Objectives
1 > Please list the title of every ingest step described in the ingest documentation.
2 > Carry on writing the ingest documentation, starting after its final sentence.

Excerpt provided
◆ ◆ ◆ ◆ ◆ ◆ ◆

Skip to main content
Version: 6.10

Ingest

The package "ingest" contains steps for the ingest process.

Ingest: add DNB URN to the root node of the SIP

This action uses the URN suggestion service of the German National Library (DNB) to generate an URN in the selected namespace and store it as a metadata element (accessor "URN") of the root node. If an URN is already present in the metadata, no new URN is generated. Optionally the URN ID (a substring of the URN without prefixes) can be stored in an additional element by filling out the urnIdAccessor parameter. If this field already contains a value, no URN ID is written.

java ch.docuteam.actions.ingest.AddDnbUrnToRootNode \
--sip=[/path/to/]SIP \
--urnNamespace=urnNamespace \
[--urnIdAccessor=urnIdAccessor] \
ParameterDescription
--sip=[path/to/]SIPname of the SIP; if no path is given, it will be expected to be in the location defined by the actions.workbench.work property
--urnNamespace=urnNamespacenamespace for which an URN will be generated.
[--urnIdAccessor=urnIdAccessor ]EAD accessor defining which EAD field of the root node is used to store the URN ID (URN without prefixes). If left empty, no URN ID is written.

Ingest: convert BAR-SIP

Converts a BAR-SIP into a SIP that conforms to the Matterhorn profile.

java ch.docuteam.actions.ingest.BARSIPConverter \
[path/to/]SIP [targetFolder]
ParameterDescription
[path/to/]BAR-SIPname of the SIP; if no path is given, it will be expected to be in the location defined by the actions.workbench.inbox property
[targetFolder]directory where to move the created SIP to; if omitted, the SIP will be moved to the location defined by the actions.workbench.work property

Ingest: create SIP from eCH-0160 SIP

Creates a SIP that conforms to the Matterhorn profile from a eCH-0160 SIP.

java ch.docuteam.actions.ingest.CreateSIPFromECH0160SIP \
--sip=[path/to/]SIP \
--levelsFilePath=/path/to/levels.xml \
--[mappingFile=[path/to/]mappingFile] \
--[output-folder=/path/to/folder]
ParameterDescription
--sip=[path/to/]SIPlocation of the SIP to convert; default lookup folder is actions.workbench.inbox
--levelsFilePath=/path/to/levels.xmlpath to the file levels.xml
--[mappingFile=[path/to/]mappingFile]file from which to read the mapping; defaults to a default mapping file (defined by the mapping module)
--[output-folder=/path/to/folder]indicate the output folder; defaults to actions.workbench.work

Ingest: check workbench space

Checks if there is enough space for SIP processing (i.e. for working copies).

◆ ◆ ◆ ◆ ◆ ◆ ◆

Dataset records
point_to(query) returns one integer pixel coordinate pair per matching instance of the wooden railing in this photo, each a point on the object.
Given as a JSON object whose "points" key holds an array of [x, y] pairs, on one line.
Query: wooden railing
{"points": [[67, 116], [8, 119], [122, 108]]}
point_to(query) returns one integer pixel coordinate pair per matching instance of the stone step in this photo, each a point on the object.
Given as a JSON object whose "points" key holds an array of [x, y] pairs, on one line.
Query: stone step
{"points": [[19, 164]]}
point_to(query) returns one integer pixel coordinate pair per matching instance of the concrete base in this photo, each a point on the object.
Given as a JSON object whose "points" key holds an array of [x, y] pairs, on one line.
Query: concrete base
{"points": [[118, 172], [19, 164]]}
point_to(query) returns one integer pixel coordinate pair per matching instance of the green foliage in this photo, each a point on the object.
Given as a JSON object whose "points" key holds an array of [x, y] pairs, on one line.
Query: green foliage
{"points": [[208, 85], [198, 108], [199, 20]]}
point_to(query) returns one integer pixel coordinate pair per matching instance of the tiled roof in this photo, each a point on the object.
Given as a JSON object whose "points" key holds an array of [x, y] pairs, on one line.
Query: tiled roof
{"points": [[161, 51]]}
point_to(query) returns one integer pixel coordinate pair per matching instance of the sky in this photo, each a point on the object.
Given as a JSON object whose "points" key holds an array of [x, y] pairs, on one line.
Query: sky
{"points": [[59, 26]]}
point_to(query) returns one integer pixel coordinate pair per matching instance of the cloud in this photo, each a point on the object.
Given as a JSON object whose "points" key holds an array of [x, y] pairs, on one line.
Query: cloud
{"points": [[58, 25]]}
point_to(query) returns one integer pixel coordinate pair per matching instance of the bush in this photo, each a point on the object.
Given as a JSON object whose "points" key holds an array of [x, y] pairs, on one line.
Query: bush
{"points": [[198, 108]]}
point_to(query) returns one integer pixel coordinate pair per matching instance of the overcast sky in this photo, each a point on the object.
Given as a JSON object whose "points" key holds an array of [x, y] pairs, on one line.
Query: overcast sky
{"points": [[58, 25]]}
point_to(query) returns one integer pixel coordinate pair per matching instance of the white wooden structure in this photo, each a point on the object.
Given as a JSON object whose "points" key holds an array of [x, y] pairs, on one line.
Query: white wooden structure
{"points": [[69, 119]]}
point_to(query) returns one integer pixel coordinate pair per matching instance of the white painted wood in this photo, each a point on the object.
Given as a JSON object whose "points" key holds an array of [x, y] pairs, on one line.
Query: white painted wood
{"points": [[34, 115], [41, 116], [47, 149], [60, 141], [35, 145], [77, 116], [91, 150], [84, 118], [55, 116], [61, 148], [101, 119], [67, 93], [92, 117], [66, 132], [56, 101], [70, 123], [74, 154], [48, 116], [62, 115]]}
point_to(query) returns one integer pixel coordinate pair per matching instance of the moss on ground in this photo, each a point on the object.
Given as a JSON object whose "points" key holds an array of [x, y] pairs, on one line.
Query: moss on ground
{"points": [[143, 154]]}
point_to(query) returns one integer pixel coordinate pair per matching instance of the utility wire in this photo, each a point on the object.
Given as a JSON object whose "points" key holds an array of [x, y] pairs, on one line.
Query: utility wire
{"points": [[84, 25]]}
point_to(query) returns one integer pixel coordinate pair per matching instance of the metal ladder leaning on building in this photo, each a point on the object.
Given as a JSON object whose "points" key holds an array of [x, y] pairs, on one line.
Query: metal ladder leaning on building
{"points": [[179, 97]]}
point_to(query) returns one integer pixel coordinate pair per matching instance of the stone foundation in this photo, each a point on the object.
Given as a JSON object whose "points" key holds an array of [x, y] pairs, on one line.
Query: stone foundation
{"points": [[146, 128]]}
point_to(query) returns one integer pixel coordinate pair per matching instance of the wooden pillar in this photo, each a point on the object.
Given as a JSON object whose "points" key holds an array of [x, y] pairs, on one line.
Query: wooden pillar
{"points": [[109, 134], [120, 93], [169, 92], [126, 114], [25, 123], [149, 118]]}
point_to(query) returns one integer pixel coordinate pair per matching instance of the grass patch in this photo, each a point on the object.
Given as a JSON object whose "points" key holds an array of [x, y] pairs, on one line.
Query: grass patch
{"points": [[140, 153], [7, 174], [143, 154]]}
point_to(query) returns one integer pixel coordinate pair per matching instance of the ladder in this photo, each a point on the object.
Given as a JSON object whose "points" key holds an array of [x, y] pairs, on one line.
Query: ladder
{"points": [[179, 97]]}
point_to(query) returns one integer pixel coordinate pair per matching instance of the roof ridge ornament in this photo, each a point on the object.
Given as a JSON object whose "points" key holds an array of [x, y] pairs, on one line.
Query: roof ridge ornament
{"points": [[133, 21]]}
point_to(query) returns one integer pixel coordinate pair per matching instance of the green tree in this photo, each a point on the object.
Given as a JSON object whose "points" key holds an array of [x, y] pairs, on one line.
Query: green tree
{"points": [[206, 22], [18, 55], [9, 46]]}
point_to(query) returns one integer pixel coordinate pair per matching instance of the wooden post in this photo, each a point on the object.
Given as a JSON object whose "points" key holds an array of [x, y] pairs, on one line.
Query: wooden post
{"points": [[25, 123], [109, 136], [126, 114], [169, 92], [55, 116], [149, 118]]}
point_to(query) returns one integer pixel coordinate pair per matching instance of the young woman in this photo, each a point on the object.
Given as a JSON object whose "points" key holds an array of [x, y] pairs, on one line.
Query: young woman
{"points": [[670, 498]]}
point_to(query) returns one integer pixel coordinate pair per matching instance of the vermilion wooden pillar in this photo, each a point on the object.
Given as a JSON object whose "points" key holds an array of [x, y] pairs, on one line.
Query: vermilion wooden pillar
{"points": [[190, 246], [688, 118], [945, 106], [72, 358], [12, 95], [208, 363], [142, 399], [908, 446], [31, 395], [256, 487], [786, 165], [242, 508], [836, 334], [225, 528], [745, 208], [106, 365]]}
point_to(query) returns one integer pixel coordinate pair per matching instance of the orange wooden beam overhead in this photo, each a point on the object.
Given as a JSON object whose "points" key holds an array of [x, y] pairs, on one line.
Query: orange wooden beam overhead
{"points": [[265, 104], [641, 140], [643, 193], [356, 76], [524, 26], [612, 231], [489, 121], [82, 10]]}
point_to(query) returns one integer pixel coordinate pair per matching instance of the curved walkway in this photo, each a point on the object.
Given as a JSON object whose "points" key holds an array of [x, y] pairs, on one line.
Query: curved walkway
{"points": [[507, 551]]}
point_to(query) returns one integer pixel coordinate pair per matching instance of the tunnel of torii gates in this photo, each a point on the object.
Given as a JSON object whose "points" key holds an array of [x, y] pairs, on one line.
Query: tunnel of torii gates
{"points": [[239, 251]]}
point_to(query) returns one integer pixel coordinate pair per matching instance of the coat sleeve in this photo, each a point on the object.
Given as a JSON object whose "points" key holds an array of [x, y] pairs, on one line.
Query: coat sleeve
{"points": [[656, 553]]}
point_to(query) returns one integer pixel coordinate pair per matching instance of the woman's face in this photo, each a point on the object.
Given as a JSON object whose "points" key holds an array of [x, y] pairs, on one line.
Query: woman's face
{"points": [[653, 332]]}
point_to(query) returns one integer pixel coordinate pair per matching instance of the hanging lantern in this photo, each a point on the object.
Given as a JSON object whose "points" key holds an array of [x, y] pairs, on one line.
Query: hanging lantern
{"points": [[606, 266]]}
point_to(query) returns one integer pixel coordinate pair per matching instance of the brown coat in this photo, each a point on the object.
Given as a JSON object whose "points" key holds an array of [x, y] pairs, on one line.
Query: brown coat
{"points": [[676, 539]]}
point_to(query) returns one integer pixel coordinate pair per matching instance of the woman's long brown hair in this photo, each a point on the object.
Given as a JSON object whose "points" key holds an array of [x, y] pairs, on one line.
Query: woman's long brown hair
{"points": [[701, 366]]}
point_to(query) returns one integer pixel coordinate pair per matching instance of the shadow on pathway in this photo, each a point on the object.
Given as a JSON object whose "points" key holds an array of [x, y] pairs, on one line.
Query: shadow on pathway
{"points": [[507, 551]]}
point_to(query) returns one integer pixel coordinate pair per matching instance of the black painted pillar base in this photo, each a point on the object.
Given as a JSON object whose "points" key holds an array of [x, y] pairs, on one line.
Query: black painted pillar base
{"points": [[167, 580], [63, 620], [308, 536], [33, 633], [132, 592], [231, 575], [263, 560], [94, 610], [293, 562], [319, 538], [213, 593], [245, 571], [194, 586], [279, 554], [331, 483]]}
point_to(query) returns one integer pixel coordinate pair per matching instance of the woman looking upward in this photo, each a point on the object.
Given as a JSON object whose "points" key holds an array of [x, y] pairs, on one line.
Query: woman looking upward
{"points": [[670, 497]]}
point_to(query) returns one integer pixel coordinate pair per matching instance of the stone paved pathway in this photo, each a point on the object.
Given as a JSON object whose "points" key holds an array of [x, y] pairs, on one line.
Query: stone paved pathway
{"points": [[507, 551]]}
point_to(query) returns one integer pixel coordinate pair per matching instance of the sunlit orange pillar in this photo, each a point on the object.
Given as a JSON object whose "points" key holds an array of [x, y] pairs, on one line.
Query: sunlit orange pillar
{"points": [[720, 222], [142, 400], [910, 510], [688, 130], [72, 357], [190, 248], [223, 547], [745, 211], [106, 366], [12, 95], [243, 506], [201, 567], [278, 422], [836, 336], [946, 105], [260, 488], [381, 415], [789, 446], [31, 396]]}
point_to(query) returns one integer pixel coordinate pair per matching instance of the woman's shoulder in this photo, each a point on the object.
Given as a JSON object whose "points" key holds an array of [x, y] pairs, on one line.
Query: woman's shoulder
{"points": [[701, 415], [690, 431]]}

◆ ◆ ◆ ◆ ◆ ◆ ◆

The results
1 >
- Ingest: add DNB URN to the root node of the SIP
- Ingest: convert BAR-SIP
- Ingest: create SIP from eCH-0160 SIP
- Ingest: check workbench space

2 >
java ch.docuteam.actions.ingest.CheckWorkbenchSpace \
[path/to/]SIP [numberOfCopies]
ParameterDescription
[path/to/]SIPname of the SIP. If no path is given, it will be expected to be in the location defined by the actions.workbench.work property
[numberOfCopies]optional, number of copies to calculate with; defaults to 3

Ingest: cleanup working copies

Deletes existing SIPs in actions.workbench.work. Optionally, you can also delete SIPs with the same name in actions.workbench.preparation.

java ch.docuteam.actions.ingest.Cleanup \
[path/to/]SIP [prep]
ParameterDescription
[path/to/]SIPname of the SIP. If no path is given, it will be expected to be in the location defined by the actions.workbench.work property
[prep]if true, SIPs of the same name in actions.workbench.preparation will be removed as well; defaults to false

Ingest: create EAD file

Creates EAD data from individual nodes of a given SIP.

java ch.docuteam.actions.ingest.CreateEADFile \
[path/to/]SIP [targetFilename]
ParameterDescription
[path/to/]SIPname of the SIP; if no path is given, it will be expected to be in the location defined by the actions.workbench.work property
[targetFilename]optional, name of the output file; defaults to EAD.xml within the SIP's subfolder in the location defined by the actions.workbench.output property

Ingest: extent calculator

Sets the number of files in the "Extent" metadata field and the unit to the default value "File(s)".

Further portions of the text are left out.